**Source text**
---

Finding the right agency for company-specific requirements is not easy. Besides specific knowledge, references, the reputation of the company or the trainer himself, there are many factors that distinguish a good training from an outstanding one.

Especially in the field of sales training, experience is a big factor. Not only does this experience allow for a comprehensive understanding of complex processes, but it also allows the trainer to answer explicit intermediate questions during the sales training itself. A great understanding of the subject matter as well as the industry is therefore a big factor in choosing the right agency for sales training.

We are not the perfect agency for every company either. We specialise in start-ups or young companies that are at the point of scaling. And even though this word has been very overused by many marketers, it describes this accurately. Such companies often need proven, working and novel processes under state-of-the-art technical implementation. This is exactly the reason why we have chosen this industry. It is exciting, remains exciting and there are constantly innovations on the market that you can use for yourself. It doesn’t matter whether we are talking about young healthcare companies or SaaS start-ups. We create processes, implement features and technology and conduct training.

This includes sales training, where we combine new and proven methods to prepare companies for the market in the best possible way.

What is sales training and why is it important?

In a sales training, we pick up all participants at their point of view and convey precise application skills necessary for the company, a department or individual employees as well as industry-relevant knowledge. In addition, we actively show how to work with different tools (digital & analogue) in order to be able to work out the previously discussed results.

Through such precisely tailored learning, a lot of knowledge and skills can be built up within a very short time.

In general, there are two types of sales training:

  • Sales Methodology Training
  • Sales training

In the sales methodology training, salespeople are taught different sales approaches for each phase of the company-specific sales process from A-Z. Depending on the level of knowledge, a different start or a corresponding deepening can be scheduled.

Sales training is about developing and refining existing sales skills. Here we show special techniques to be able to complete any steps in the individual sales process. And to lead customers to sales in the long term.

Such a sales training makes a huge difference after a very short time with teams that are willing to learn. While in active sales or in daily life untrained salespeople have to rely on trial-and-error and rely on inner intuition, they can be guided in the right direction by explicit ways.

Why is this important?

Trial-and-error is good in principle. You learn a lot. Unfortunately, in sales, every client is a little different. As a rule, each (potential) customer has different wishes, demands, backgrounds and use cases. Even if it’s always the same product, the same service, app, etc.

Usually, salespeople cannot repetitively refine their skills on the same mindset. You constantly meet a new person who selects according to different criteria. Therefore, you have to think (learn) very flexibly. Basic principles are just as important as company- or product-specific actions, thinking and speaking.

It is important to get the best possible result from every contact. Especially in sales. Because even if the market usually seems huge, a bad or insufficient touchpoint is what is remembered by the customer.

Such training can therefore help to build up basic skills, improve the wording, improve the possible approach immensely and sharpen the intuition.

When do such sales trainings fail?

---

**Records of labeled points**

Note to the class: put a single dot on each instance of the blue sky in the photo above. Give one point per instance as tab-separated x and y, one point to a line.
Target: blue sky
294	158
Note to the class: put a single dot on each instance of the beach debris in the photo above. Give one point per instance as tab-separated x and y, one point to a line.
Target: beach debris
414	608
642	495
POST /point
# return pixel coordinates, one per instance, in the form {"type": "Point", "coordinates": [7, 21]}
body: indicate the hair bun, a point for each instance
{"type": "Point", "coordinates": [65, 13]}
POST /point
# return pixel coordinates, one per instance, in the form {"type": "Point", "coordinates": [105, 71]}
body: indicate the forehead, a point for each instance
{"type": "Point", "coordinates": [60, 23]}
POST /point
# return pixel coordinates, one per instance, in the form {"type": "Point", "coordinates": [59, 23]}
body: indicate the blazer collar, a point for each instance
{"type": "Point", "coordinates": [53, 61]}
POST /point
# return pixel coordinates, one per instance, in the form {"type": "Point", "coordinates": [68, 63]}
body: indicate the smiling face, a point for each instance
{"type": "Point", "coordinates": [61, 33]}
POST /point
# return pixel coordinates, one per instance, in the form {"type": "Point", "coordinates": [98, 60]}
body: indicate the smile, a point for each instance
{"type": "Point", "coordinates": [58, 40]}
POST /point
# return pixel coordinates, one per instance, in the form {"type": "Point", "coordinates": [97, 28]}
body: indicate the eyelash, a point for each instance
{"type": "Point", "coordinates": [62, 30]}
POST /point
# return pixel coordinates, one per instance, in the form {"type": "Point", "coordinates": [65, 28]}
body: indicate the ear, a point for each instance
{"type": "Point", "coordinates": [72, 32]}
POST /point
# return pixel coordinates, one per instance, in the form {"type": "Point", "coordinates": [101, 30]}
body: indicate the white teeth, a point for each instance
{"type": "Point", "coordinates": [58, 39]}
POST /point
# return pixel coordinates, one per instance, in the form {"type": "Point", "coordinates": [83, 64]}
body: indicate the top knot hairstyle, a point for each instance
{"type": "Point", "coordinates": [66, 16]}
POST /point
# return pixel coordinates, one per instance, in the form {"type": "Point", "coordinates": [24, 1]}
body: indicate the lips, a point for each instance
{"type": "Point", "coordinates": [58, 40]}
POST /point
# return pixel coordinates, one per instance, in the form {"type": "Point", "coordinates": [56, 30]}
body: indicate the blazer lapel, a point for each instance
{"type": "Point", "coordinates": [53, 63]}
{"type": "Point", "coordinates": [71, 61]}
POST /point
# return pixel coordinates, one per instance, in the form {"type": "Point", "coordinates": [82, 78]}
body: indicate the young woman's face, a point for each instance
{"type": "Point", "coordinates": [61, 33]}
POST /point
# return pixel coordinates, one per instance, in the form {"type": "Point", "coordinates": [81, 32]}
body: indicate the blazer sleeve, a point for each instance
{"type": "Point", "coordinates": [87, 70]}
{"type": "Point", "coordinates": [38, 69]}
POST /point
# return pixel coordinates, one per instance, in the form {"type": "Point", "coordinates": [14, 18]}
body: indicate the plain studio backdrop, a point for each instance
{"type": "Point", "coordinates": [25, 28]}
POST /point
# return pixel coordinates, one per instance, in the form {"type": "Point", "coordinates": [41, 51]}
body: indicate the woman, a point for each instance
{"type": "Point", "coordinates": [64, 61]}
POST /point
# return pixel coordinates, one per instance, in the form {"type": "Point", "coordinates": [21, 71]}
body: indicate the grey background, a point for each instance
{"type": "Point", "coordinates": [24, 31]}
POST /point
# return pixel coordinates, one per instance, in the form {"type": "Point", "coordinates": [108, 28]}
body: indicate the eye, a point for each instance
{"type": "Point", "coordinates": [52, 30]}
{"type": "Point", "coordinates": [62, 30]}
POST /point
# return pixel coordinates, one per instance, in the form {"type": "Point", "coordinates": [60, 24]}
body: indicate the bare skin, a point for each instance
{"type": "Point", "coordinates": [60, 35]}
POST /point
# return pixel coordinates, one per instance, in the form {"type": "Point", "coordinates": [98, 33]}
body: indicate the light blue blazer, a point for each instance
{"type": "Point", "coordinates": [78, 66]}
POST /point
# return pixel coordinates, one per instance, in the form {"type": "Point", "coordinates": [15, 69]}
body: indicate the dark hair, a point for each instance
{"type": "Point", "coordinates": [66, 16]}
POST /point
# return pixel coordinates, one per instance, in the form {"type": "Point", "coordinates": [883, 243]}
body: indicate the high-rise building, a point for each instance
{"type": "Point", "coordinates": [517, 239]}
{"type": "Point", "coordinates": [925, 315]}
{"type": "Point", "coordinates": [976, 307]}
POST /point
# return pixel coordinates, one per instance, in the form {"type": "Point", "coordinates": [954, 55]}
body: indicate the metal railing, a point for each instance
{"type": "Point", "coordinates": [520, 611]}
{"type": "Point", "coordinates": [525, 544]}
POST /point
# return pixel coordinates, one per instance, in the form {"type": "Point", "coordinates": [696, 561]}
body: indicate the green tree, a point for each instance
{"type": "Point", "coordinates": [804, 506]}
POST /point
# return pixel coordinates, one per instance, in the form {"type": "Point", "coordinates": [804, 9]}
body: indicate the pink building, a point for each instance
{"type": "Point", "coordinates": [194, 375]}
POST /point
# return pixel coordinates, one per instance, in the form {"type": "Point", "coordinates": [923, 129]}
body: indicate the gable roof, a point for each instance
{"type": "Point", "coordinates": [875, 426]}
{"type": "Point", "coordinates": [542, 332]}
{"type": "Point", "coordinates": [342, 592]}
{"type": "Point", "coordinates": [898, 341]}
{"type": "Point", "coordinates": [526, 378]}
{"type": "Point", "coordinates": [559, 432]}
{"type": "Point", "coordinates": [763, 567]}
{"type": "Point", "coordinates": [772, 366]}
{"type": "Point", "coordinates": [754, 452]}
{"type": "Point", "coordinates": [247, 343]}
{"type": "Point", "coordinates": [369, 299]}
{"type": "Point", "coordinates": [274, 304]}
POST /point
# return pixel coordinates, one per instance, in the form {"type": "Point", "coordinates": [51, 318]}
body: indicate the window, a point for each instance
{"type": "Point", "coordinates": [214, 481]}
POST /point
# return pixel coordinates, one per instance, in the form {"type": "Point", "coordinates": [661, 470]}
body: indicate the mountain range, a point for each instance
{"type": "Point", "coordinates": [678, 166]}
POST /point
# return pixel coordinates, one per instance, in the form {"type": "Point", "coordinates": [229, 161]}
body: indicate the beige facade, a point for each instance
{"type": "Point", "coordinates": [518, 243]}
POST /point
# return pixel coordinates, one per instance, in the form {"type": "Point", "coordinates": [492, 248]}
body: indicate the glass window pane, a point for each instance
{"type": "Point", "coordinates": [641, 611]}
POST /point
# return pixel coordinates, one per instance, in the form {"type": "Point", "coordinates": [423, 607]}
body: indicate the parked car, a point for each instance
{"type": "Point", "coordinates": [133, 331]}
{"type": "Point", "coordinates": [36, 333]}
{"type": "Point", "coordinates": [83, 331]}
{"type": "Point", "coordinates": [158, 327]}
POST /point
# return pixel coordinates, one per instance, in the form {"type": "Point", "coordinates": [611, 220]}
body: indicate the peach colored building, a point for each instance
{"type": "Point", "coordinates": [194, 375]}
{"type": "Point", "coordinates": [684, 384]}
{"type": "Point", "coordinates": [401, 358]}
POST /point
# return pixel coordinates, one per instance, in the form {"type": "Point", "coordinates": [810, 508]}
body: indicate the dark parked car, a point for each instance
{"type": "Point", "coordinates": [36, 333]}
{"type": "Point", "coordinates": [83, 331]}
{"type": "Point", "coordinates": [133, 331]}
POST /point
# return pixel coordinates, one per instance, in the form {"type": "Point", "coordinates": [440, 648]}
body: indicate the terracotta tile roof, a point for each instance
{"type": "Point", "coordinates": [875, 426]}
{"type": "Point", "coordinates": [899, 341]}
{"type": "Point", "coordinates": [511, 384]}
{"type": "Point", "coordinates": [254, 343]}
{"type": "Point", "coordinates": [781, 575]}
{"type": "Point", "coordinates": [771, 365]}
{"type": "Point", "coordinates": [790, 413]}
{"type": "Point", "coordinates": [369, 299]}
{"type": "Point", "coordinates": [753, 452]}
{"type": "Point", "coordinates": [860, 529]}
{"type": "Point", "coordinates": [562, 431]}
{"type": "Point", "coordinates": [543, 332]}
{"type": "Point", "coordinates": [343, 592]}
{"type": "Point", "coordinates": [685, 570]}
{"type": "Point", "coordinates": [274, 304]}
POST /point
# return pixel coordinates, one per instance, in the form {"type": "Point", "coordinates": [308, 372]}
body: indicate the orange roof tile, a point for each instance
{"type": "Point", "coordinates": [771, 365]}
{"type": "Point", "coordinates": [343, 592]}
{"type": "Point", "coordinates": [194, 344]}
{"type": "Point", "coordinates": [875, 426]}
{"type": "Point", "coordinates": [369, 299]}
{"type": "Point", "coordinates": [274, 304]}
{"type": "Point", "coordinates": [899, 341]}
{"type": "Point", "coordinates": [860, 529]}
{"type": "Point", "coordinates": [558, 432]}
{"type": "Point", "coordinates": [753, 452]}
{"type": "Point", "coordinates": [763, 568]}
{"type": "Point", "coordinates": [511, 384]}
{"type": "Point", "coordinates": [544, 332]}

---

**Directions**
Please state the kind of companies that the agency in the sales training text says it specializes in.

**Expected answer**
Start-ups or young companies that are at the point of scaling.